## Source material
-.-.-

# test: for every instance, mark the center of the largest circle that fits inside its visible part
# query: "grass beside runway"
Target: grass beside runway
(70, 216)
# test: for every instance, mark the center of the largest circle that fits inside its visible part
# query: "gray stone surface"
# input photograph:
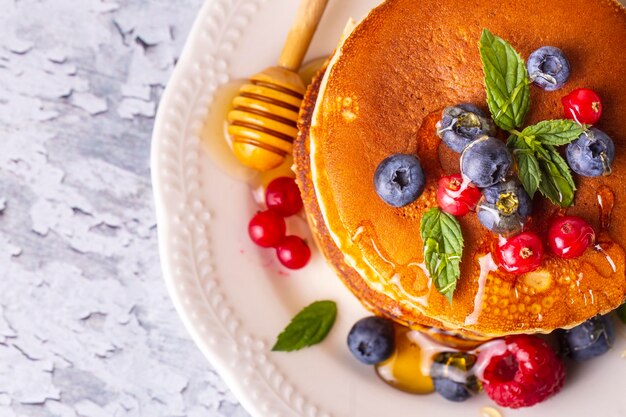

-.-.-

Could you reproduce the lines above with "largest circle" replaced by "biggest circle" everywhere and nothing else changed? Leave the picture out of your answer.

## Problem solution
# test: for every instance, mark the center of the biggest circle that fits inside its visible part
# query: "grass beside runway"
Target: grass beside runway
(70, 216)
# test: for every instance, mark the center of the biggest circle that fits inside its visible part
# query: "gray stone surface"
# input photograph:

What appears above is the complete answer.